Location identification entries
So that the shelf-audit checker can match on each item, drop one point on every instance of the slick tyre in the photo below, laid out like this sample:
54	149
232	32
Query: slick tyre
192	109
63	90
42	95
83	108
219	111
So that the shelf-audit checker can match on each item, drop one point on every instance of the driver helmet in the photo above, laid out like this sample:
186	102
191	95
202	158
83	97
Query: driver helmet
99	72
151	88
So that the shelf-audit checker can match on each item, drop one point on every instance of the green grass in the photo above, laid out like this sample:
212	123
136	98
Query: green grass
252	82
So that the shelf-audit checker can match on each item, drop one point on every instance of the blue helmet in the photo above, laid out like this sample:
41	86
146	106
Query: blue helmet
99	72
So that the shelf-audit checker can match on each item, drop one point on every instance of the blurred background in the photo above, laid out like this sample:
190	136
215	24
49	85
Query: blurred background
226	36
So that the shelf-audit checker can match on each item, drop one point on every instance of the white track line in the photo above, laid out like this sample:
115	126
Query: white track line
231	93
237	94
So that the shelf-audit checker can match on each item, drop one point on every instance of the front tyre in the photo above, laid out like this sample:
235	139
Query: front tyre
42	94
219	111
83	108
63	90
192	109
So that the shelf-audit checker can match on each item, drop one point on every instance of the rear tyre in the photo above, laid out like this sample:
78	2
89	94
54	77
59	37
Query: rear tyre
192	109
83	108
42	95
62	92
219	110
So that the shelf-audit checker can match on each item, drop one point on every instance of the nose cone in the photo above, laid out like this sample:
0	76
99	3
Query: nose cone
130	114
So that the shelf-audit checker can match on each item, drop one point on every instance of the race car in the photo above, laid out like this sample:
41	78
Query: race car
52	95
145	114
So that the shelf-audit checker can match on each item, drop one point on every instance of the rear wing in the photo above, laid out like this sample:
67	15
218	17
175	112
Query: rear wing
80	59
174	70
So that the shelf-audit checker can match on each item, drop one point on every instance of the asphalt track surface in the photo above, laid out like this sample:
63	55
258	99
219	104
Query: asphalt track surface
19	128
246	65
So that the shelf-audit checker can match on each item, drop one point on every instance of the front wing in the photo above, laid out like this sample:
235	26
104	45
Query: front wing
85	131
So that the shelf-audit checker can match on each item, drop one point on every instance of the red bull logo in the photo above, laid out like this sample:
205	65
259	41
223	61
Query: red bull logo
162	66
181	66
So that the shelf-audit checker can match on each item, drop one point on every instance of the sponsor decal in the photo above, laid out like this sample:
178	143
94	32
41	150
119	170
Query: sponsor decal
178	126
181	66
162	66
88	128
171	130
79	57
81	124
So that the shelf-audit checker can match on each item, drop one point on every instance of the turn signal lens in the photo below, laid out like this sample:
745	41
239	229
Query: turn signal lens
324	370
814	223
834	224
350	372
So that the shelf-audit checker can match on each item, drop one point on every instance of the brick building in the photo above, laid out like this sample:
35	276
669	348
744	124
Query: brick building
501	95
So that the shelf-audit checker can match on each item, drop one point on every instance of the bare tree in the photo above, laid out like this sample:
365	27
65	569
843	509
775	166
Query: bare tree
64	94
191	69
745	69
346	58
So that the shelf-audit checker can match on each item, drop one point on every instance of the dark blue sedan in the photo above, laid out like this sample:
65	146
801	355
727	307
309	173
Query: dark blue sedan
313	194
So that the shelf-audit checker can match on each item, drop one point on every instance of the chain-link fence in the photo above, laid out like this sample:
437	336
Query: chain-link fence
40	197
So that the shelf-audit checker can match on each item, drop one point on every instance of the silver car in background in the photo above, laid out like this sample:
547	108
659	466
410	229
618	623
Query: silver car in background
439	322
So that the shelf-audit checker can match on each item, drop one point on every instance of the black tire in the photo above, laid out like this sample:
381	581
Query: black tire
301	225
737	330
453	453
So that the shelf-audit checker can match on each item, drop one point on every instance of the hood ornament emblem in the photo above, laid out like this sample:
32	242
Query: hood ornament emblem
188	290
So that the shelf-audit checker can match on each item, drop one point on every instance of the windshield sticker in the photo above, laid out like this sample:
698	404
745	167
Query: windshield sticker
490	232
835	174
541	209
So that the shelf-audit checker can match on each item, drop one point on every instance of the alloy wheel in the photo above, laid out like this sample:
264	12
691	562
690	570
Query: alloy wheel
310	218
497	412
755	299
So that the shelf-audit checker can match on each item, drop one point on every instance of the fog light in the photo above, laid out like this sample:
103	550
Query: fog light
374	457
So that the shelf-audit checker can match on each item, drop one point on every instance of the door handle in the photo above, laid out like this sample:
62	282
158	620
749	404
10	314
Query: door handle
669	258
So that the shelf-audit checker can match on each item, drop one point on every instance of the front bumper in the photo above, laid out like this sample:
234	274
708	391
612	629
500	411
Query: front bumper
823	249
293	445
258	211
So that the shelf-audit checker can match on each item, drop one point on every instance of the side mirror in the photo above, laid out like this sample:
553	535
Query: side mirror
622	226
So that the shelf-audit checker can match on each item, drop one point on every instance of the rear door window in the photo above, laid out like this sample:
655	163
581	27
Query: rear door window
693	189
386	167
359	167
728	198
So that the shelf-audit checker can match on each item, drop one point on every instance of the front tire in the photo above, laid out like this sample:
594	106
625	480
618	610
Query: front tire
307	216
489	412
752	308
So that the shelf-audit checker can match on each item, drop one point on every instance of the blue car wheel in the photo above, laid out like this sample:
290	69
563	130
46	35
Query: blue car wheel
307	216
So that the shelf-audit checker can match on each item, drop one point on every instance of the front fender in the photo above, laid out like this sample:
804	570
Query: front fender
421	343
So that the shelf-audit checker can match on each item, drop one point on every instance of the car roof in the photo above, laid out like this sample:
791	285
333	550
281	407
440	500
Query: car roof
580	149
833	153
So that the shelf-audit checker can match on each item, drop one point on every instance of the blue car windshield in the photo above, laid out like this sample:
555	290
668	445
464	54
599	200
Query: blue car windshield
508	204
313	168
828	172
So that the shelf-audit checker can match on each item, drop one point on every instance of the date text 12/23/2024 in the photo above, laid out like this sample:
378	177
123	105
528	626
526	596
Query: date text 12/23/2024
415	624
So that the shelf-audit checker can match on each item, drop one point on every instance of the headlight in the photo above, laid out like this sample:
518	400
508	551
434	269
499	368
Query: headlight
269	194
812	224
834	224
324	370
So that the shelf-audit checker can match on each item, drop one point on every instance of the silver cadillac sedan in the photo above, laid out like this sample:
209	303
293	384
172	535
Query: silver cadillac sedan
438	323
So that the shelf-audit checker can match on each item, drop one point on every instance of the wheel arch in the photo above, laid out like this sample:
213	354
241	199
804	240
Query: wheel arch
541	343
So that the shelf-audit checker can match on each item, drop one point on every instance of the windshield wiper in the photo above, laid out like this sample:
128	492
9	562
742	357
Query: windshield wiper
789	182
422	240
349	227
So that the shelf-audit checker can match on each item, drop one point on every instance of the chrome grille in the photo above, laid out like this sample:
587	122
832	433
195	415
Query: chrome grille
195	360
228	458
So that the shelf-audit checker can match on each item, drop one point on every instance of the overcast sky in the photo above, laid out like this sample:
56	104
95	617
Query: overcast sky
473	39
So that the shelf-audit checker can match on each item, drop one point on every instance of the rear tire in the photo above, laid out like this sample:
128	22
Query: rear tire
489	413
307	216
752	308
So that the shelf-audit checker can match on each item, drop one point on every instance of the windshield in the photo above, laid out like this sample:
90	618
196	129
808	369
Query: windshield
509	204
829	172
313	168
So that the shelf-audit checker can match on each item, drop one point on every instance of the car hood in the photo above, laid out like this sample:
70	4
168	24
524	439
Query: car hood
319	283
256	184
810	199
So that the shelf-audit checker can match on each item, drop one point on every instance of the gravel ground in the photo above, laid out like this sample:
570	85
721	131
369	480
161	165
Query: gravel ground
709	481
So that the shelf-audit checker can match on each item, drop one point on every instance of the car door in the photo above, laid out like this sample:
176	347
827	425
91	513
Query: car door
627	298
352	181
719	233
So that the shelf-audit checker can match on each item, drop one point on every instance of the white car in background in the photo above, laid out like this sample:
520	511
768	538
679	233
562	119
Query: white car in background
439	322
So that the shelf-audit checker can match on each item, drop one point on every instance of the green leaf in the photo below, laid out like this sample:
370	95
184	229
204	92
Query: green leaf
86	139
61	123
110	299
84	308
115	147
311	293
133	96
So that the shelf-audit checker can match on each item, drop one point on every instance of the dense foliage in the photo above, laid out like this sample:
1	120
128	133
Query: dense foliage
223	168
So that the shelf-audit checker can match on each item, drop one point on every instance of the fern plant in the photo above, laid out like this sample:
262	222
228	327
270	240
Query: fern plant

Exercise directions — Give again, word for word, every line from the one holding "of the chrome" to the end of the data.

Expected output —
So that the shelf-audit checker can match on each item, drop one point on every instance of the chrome grille in the photo above, laid out like this sample:
587	122
832	433
195	415
Query: chrome grille
195	360
228	458
So that the shelf-audit checker can match on each item, drop one point on every instance of the overcast sky in the photo above, laid out like this sample:
56	104
95	617
Query: overcast sky
473	39
So that the shelf-audit checker can match on each item, drop one point on every instance of the rear tire in the photo above, laid out like this sample:
128	22
Query: rear tire
489	413
307	216
752	308
So that the shelf-audit checker can match on each item, drop one point on every instance of the windshield in the photo above, laid out like this sample:
90	618
196	129
808	369
Query: windshield
509	204
829	172
313	168
So that the shelf-audit checker can match on each item, drop one point on every instance of the car hood in the photo above, laid out like this sample:
70	4
168	24
524	439
Query: car hood
319	283
256	184
810	199
So that the shelf-audit checker can match on each item, drop one point on every instance of the gravel ground in the photo above, laid out like this sample:
570	85
721	131
369	480
161	165
Query: gravel ground
709	481
So that the shelf-audit checker can match on each item, drop one point on every instance of the car door in the photo above, laid out like this sample:
176	347
827	425
91	513
Query: car door
627	298
352	181
719	233
So that the shelf-audit checker can match on each item, drop one point on every instance of the white car in background in the photo above, laid out like this sample:
520	511
768	538
679	233
562	119
Query: white car in background
439	322
So that the shelf-audit checker can match on each item, drop one point on every instance of the green leaf in the photo below, laid out like this sample:
370	95
184	229
204	92
Query: green leaf
86	139
61	123
110	299
84	308
115	147
311	293
133	96
So that the shelf-audit checker can match on each item, drop one point on every instance of the dense foliage in the photo above, laid out like this sample:
1	120
128	133
Query: dense foliage
223	168
So that the shelf-audit checker can match on each item, drop one point on every instance of the fern plant in the photo above, laid out like this sample:
262	222
228	327
270	240
Query: fern plant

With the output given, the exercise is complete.